◆ **Problem description**
Could you transcribe every record below exactly as it stands?

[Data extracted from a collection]
[Start of section]

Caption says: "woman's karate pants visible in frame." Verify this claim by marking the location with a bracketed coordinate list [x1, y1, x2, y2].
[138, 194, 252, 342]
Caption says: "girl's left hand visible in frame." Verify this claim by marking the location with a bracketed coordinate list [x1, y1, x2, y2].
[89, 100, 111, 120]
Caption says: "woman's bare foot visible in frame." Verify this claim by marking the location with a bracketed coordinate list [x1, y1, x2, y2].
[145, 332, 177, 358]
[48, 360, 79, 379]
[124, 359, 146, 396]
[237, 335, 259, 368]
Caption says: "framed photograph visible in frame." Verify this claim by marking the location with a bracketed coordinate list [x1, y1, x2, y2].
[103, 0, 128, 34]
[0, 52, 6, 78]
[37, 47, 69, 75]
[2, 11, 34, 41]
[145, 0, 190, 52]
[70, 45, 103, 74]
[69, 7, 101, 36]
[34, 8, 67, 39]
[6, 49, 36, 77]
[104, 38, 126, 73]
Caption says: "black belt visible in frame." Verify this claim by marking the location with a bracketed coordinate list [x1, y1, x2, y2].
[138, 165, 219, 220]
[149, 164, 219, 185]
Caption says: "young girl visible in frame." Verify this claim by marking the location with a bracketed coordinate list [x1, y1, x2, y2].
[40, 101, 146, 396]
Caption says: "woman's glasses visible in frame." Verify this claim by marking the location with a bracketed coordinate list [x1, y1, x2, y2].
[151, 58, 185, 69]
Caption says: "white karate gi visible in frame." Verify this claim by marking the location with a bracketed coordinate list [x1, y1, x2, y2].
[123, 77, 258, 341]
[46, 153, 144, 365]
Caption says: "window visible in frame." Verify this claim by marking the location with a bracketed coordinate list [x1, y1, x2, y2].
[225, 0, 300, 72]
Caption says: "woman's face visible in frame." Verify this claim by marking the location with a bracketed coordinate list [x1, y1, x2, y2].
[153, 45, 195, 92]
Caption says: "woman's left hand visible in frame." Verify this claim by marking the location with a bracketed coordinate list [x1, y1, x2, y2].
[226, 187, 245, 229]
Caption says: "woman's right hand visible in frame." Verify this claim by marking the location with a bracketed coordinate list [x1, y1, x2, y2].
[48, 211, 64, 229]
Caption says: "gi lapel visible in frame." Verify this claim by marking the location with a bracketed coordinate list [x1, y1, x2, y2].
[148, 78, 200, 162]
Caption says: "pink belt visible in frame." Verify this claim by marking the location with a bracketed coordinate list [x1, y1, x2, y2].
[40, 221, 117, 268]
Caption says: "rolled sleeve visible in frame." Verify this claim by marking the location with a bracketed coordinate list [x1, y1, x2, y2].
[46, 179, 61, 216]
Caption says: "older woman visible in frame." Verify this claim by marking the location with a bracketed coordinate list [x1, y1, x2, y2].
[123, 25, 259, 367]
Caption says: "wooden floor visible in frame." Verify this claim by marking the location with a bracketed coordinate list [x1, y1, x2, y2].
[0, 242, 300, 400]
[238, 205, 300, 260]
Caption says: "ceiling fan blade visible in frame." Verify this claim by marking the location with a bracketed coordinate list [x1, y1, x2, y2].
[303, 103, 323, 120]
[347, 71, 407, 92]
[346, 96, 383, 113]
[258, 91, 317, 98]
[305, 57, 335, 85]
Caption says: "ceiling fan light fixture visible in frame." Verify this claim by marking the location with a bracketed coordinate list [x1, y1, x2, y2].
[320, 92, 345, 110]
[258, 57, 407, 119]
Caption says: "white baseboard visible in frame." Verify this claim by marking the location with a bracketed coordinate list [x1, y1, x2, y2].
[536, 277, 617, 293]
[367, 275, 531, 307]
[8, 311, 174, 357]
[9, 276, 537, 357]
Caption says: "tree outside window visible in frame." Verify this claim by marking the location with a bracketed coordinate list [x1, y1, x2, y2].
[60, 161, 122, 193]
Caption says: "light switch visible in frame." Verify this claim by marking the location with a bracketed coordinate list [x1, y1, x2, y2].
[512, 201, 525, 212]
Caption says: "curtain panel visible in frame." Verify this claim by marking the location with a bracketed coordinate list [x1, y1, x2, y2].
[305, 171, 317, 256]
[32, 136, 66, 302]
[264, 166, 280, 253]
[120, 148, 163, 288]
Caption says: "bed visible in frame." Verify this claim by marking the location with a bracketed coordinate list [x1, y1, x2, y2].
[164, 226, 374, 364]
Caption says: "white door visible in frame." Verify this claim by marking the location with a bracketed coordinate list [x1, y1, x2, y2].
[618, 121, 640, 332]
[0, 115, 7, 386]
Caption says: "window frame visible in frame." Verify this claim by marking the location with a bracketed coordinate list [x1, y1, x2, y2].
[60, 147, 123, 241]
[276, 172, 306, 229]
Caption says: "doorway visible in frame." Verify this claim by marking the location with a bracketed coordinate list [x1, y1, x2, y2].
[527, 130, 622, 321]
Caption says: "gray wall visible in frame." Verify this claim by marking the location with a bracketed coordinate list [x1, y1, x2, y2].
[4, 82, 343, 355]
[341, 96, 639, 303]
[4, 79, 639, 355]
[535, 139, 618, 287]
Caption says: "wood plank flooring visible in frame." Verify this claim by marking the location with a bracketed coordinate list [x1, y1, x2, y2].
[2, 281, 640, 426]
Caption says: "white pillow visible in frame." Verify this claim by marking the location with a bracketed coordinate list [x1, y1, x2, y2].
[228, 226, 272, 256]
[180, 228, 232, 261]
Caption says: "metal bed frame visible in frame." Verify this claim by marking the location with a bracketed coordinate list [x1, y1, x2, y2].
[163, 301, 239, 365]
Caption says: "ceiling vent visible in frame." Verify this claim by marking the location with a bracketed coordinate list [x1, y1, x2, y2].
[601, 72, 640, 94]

[End of section]

◆ **Exercise output**
Caption says: "woman's karate pants visible in frame." Verify this claim by marking the location with a bracketed coordinate list [x1, y1, x2, y2].
[138, 194, 252, 342]
Caption says: "girl's left hand visible in frame." Verify this claim by marking the location with a bracketed coordinate list [x1, y1, x2, y2].
[89, 100, 111, 120]
Caption says: "woman's bare foot visible in frame." Verify this claim by marking the location with a bracketed coordinate list [x1, y1, x2, y2].
[145, 332, 177, 358]
[48, 360, 79, 379]
[124, 359, 146, 396]
[237, 335, 259, 368]
Caption says: "framed photograph visible in frame." Verify this claim by marking the location with a bracketed coordinate list [x1, y1, x2, y2].
[103, 0, 128, 34]
[0, 52, 6, 78]
[37, 47, 69, 75]
[2, 11, 34, 41]
[145, 0, 190, 52]
[70, 45, 103, 74]
[69, 7, 101, 36]
[34, 8, 67, 39]
[6, 49, 36, 77]
[104, 38, 126, 73]
Caption says: "black belt visible in frame." Verify this claim by marking the location with a bracketed coordinate list [x1, y1, x2, y2].
[138, 165, 219, 220]
[149, 164, 219, 185]
Caption says: "young girl visible in frame." Verify this claim by marking the location with a bracketed coordinate list [x1, y1, x2, y2].
[40, 101, 146, 396]
Caption says: "woman's glasses visible in frame." Verify this claim by marking the location with a bracketed coordinate list [x1, y1, x2, y2].
[151, 58, 185, 69]
Caption says: "white karate gi visible in frame." Verify this claim by marking the location with a bracketed coordinate list [x1, y1, x2, y2].
[123, 77, 258, 341]
[46, 153, 144, 365]
Caption says: "window visible in frame." Verify this claim by marking the location with a bracketed coordinate list [x1, y1, x2, y2].
[225, 0, 300, 72]
Caption says: "woman's face visible in frame." Verify this claim by marking the location with a bracketed coordinate list [x1, y1, x2, y2].
[153, 45, 195, 92]
Caption says: "woman's left hand visible in frame." Verify this claim by marking the location with a bracketed coordinate list [x1, y1, x2, y2].
[226, 187, 245, 229]
Caption says: "woman's right hand visible in frame." Verify this claim by marking the location with a bracketed coordinate list [x1, y1, x2, y2].
[48, 211, 64, 229]
Caption says: "gi lapel visible in frame." Verify this claim by marking the location with a bracketed coordinate list [x1, y1, x2, y2].
[148, 78, 200, 162]
Caption says: "pink belt visible in frame." Verify this claim by marking the location with a bracketed coordinate list [x1, y1, x2, y2].
[40, 221, 117, 268]
Caption says: "rolled sleeve visible in frame." Verify this claim by marking the location with a bracketed coordinate list [x1, y1, x2, y2].
[46, 179, 61, 216]
Caption says: "older woman visible in frame." Verify this claim by marking the location with a bracketed coordinate list [x1, y1, x2, y2].
[123, 25, 259, 367]
Caption says: "wooden floor visible in frame." Verify this claim by marking the location with a bracketed coordinate list [x1, y1, x2, y2].
[0, 242, 300, 400]
[238, 205, 300, 260]
Caption says: "ceiling fan blade visible in frame." Verify this claim by marking the location with a bracketed coordinate list [x1, y1, x2, y2].
[303, 103, 323, 120]
[347, 71, 407, 92]
[346, 96, 383, 113]
[258, 91, 317, 98]
[305, 57, 335, 85]
Caption says: "ceiling fan light fixture visible in frame." Verify this claim by marking the location with a bracketed coordinate list [x1, y1, x2, y2].
[320, 92, 345, 110]
[258, 57, 407, 119]
Caption says: "white baseboard visible in frame." Verify this claim by marking the location with a bracketed coordinate list [x1, y1, x2, y2].
[536, 277, 617, 293]
[367, 275, 531, 307]
[8, 311, 174, 357]
[9, 276, 537, 357]
Caption says: "tree outside window visible in frame." Verify this claim by marking the location with a bracketed coordinate list [x1, y1, x2, y2].
[60, 161, 122, 193]
Caption says: "light switch visible in frame." Verify this claim by marking the location with a bracketed coordinate list [x1, y1, x2, y2].
[512, 201, 525, 212]
Caption says: "curtain panel visible in frame." Verify this claim by marking the location with a bracketed coordinate list [x1, y1, x2, y2].
[305, 171, 317, 256]
[32, 136, 66, 302]
[264, 166, 280, 253]
[120, 148, 163, 288]
Caption says: "bed visible in frame." Verify this claim by marking the location with a bracketed coordinate list [x1, y1, x2, y2].
[164, 226, 374, 364]
Caption says: "white door visible in frame." Verify this claim by marking the location with a bracketed coordinate list [x1, y1, x2, y2].
[618, 121, 640, 332]
[0, 115, 7, 386]
Caption says: "window frame visible in frame." Verify this claim by marking the location with a bracketed coordinate list [x1, y1, x2, y2].
[60, 147, 123, 241]
[276, 172, 306, 229]
Caption says: "doorway visible in frame." Verify this claim by marking the location with a bracketed coordinate list [x1, y1, x2, y2].
[527, 130, 622, 321]
Caption says: "gray wall visible in frame." Verify this claim by marking the location with a bracketed coordinate list [x1, y1, x2, y2].
[4, 82, 343, 355]
[341, 96, 639, 303]
[4, 79, 639, 355]
[535, 139, 618, 287]
Caption says: "wood plank flooring visible in frame." Verify this claim by marking the location with a bracketed coordinate list [x1, y1, x2, y2].
[2, 281, 640, 426]
Caption says: "white pillow visible in frame." Verify this claim by marking the location with a bracketed coordinate list [x1, y1, x2, y2].
[228, 226, 272, 256]
[180, 228, 232, 261]
Caption says: "metal bed frame visible in frame." Verify this claim by marking the location with a bracketed coordinate list [x1, y1, x2, y2].
[163, 301, 239, 365]
Caption says: "ceiling vent visible in frame." Verify this claim by marking the location with a bracketed coordinate list [x1, y1, x2, y2].
[601, 72, 640, 94]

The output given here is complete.